[Items from a data source]
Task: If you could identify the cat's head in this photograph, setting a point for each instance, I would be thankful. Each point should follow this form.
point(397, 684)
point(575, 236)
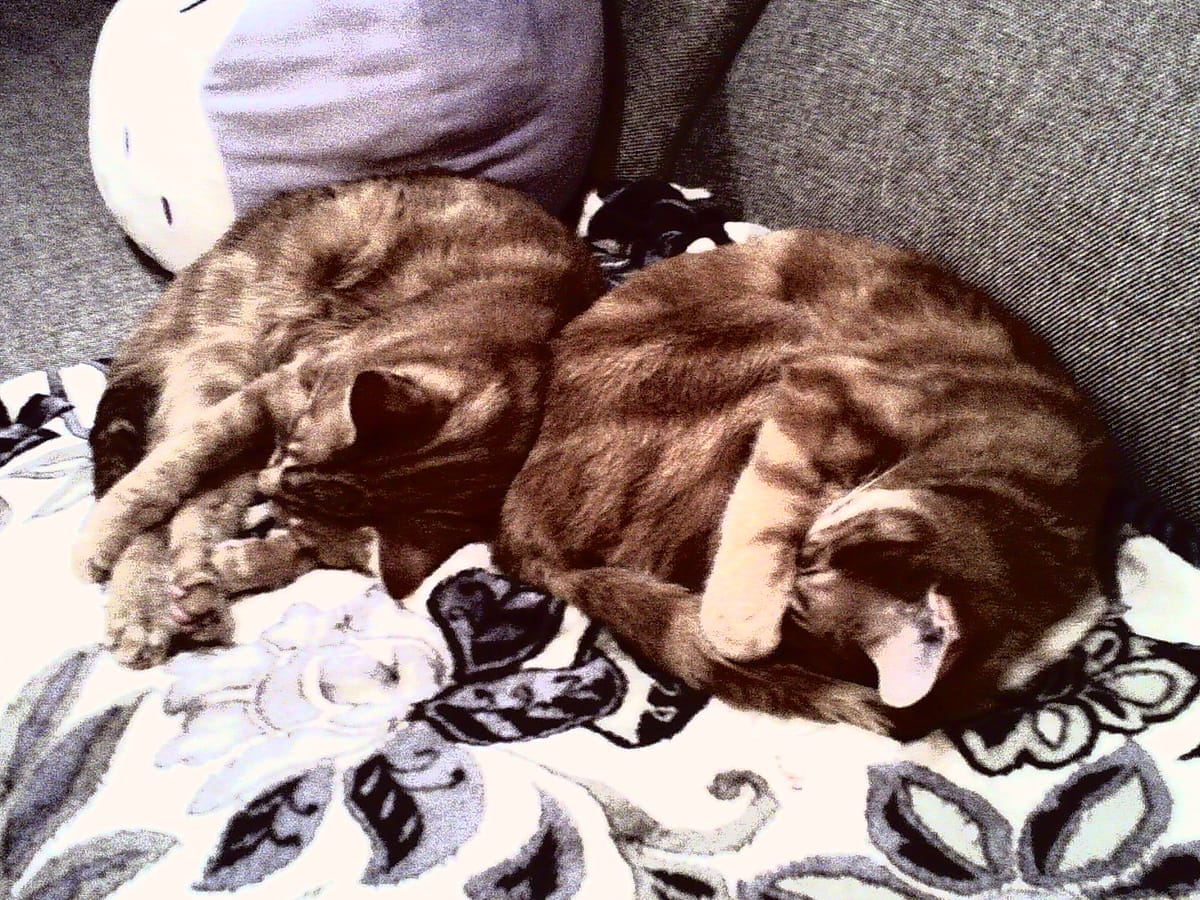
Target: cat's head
point(942, 600)
point(403, 441)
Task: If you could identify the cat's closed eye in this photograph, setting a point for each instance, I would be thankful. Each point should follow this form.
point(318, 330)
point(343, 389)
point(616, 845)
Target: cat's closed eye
point(894, 568)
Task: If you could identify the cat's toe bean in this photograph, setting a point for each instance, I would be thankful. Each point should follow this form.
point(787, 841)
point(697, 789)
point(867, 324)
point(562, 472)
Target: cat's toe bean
point(193, 603)
point(139, 646)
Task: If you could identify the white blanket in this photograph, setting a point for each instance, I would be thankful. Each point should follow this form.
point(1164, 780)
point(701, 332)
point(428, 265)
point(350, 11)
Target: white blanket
point(486, 742)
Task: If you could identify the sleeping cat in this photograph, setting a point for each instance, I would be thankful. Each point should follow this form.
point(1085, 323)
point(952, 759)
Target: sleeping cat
point(369, 355)
point(816, 477)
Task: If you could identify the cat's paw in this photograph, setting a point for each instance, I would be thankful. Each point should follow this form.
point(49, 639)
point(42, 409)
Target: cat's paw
point(138, 640)
point(88, 563)
point(201, 613)
point(742, 633)
point(238, 565)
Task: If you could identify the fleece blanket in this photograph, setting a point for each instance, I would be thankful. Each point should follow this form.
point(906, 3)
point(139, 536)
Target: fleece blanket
point(481, 739)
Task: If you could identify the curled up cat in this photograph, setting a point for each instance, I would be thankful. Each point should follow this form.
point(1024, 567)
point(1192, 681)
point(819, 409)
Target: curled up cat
point(817, 477)
point(371, 357)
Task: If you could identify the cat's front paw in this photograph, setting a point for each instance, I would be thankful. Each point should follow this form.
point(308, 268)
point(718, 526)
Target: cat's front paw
point(202, 613)
point(88, 563)
point(138, 640)
point(739, 631)
point(238, 564)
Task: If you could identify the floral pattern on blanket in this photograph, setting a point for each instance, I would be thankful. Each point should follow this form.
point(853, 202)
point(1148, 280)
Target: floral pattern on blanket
point(484, 741)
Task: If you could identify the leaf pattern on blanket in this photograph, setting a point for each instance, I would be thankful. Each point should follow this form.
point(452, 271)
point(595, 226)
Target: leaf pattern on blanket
point(526, 705)
point(1115, 681)
point(418, 801)
point(29, 427)
point(1091, 835)
point(491, 623)
point(549, 867)
point(269, 832)
point(47, 780)
point(96, 868)
point(658, 855)
point(29, 723)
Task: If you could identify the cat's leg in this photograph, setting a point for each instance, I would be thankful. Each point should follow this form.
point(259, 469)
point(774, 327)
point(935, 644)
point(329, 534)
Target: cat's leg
point(406, 559)
point(251, 564)
point(283, 555)
point(119, 433)
point(138, 623)
point(175, 467)
point(199, 599)
point(821, 439)
point(753, 576)
point(660, 623)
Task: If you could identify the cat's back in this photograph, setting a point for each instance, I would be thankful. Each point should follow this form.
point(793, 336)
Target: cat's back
point(738, 315)
point(312, 265)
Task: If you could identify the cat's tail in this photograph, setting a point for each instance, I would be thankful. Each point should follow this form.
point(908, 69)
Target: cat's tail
point(118, 436)
point(660, 622)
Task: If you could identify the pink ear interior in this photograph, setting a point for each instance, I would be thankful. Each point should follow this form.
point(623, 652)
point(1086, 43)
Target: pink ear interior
point(909, 659)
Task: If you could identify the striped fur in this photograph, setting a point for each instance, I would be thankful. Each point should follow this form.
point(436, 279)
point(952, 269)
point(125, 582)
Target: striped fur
point(762, 463)
point(371, 355)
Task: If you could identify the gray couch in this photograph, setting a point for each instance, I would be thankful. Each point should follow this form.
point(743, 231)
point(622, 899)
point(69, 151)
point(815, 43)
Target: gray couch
point(1049, 151)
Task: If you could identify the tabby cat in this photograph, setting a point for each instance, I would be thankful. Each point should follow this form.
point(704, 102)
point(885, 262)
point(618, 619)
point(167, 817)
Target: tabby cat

» SHORT TASK
Present every line of the records above as a Markdown table with the columns "Row" and "Line," numbering the rows in order and omitting blank lines. Leave the pictures out of the table.

» REPLY TO THE TASK
| Row | Line |
|---|---|
| 1 | Task: If you could identify the cat's head in this photograph, setting a point for each instance, I would be thankful. Each point should follow this form. |
| 2 | point(397, 684) |
| 3 | point(575, 236) |
| 4 | Target: cat's head |
| 5 | point(942, 600) |
| 6 | point(403, 441) |
| 7 | Task: If you could identify the cat's closed eye in this photograph, setting a point for each instance, I would be thankful. Each point should follow this form. |
| 8 | point(318, 330) |
| 9 | point(343, 389) |
| 10 | point(616, 845) |
| 11 | Target: cat's closed eye |
| 12 | point(894, 568) |
| 13 | Task: If you could identify the cat's toe bean in this photograph, setting a point for each instance, I would be thankful. Each point should follow this form. |
| 14 | point(787, 841) |
| 15 | point(697, 789) |
| 16 | point(867, 324) |
| 17 | point(562, 472) |
| 18 | Target: cat's toe bean |
| 19 | point(193, 603) |
| 20 | point(139, 646) |
| 21 | Task: If you could identify the white blanket in this photograph, setting a point for each instance, I would be thankful. Each point should follow this form. |
| 22 | point(1164, 780) |
| 23 | point(701, 332) |
| 24 | point(428, 265) |
| 25 | point(350, 11) |
| 26 | Target: white blanket |
| 27 | point(486, 742) |
| 28 | Task: If you could identify the sleeping cat in this photograph, setting a point for each instance, I would be thankful. Each point should follow this form. |
| 29 | point(1085, 323) |
| 30 | point(952, 759) |
| 31 | Target: sleeping cat |
| 32 | point(369, 355) |
| 33 | point(816, 477) |
| 34 | Task: If you could identify the cat's paw in this photograph, setting a point for each instance, I would be thankful. Each point should follow this form. |
| 35 | point(49, 639) |
| 36 | point(42, 409) |
| 37 | Target: cat's paw |
| 38 | point(138, 640) |
| 39 | point(88, 563) |
| 40 | point(201, 613) |
| 41 | point(742, 633) |
| 42 | point(238, 565) |
| 43 | Task: If you could identify the fleece blanket in this photograph, setting a point for each instance, I would be thankful. Each point should follow this form. |
| 44 | point(906, 3) |
| 45 | point(139, 536) |
| 46 | Target: fleece blanket |
| 47 | point(481, 739) |
| 48 | Task: If you could identify the curled up cat in this photograph, setting a point for each instance, I would be thankful. Each point should follow this form. |
| 49 | point(1024, 567) |
| 50 | point(1192, 681) |
| 51 | point(819, 409) |
| 52 | Target: curled up cat |
| 53 | point(817, 477) |
| 54 | point(371, 357) |
| 55 | Task: If you could identify the cat's front paw in this photograph, setting a point for each instance, I would be thankful. Each point should follow this form. |
| 56 | point(308, 268) |
| 57 | point(718, 526) |
| 58 | Target: cat's front paw |
| 59 | point(202, 613) |
| 60 | point(88, 563) |
| 61 | point(138, 640) |
| 62 | point(739, 631) |
| 63 | point(238, 564) |
| 64 | Task: If you could identify the floral pattern on blanket in this photograph, setting a point for each instance, I would be thankful. Each point should follow this form. |
| 65 | point(853, 202) |
| 66 | point(1148, 280) |
| 67 | Target: floral pattern on blanket |
| 68 | point(484, 741) |
| 69 | Task: If you could identify the leaf pattern on blanket in this photograph, setting a point for each instance, I would be thankful. Each point should follow this form. |
| 70 | point(452, 271) |
| 71 | point(595, 226) |
| 72 | Target: leaf pattern on blanket |
| 73 | point(526, 705) |
| 74 | point(1115, 681) |
| 75 | point(418, 801) |
| 76 | point(29, 427) |
| 77 | point(1091, 835) |
| 78 | point(491, 623) |
| 79 | point(549, 867) |
| 80 | point(269, 832) |
| 81 | point(47, 780) |
| 82 | point(96, 868) |
| 83 | point(658, 855) |
| 84 | point(29, 723) |
| 85 | Task: If you could identify the cat's leg in this photograph, setting a point for each instance, I would be thankful. Each point should follow this form. |
| 86 | point(259, 469) |
| 87 | point(774, 327) |
| 88 | point(935, 644) |
| 89 | point(329, 534) |
| 90 | Target: cat's leg |
| 91 | point(406, 559) |
| 92 | point(251, 564) |
| 93 | point(283, 555) |
| 94 | point(119, 433) |
| 95 | point(138, 623) |
| 96 | point(175, 467) |
| 97 | point(199, 599) |
| 98 | point(821, 439) |
| 99 | point(753, 576) |
| 100 | point(660, 623) |
| 101 | Task: If you could identify the cat's back in this photograph, setting a point for each instance, I would be thankful. Each point should follow this form. |
| 102 | point(793, 336) |
| 103 | Target: cat's back |
| 104 | point(738, 315) |
| 105 | point(312, 265) |
| 106 | Task: If you could identify the cat's tail in this photograph, setting a point for each instance, I would be thankful. Each point should follow this form. |
| 107 | point(908, 69) |
| 108 | Target: cat's tail |
| 109 | point(118, 436) |
| 110 | point(660, 622) |
| 111 | Task: If you could identify the pink ear interior in this photograph, setting a point for each instance, I would be thankful. Each point should follow this form. |
| 112 | point(623, 652) |
| 113 | point(1086, 43) |
| 114 | Target: pink ear interior |
| 115 | point(909, 659) |
| 116 | Task: If you could identify the striped fur in this photograph, setting a point for each instance, I would be thankful. Each point should follow this form. |
| 117 | point(436, 279) |
| 118 | point(952, 269) |
| 119 | point(125, 582) |
| 120 | Target: striped fur |
| 121 | point(762, 463) |
| 122 | point(371, 355) |
| 123 | Task: If you could identify the gray couch in this photograph, setting a point for each instance, I would be thankful. Each point should follow this form. |
| 124 | point(743, 231) |
| 125 | point(622, 899) |
| 126 | point(69, 151) |
| 127 | point(815, 43) |
| 128 | Target: gray couch |
| 129 | point(1049, 151) |
| 130 | Task: If you could identify the tabby cat in this photograph, setting a point for each instance, I would be thankful. Each point should follow this form. |
| 131 | point(704, 102) |
| 132 | point(885, 262) |
| 133 | point(618, 619) |
| 134 | point(167, 817) |
| 135 | Target: tabby cat |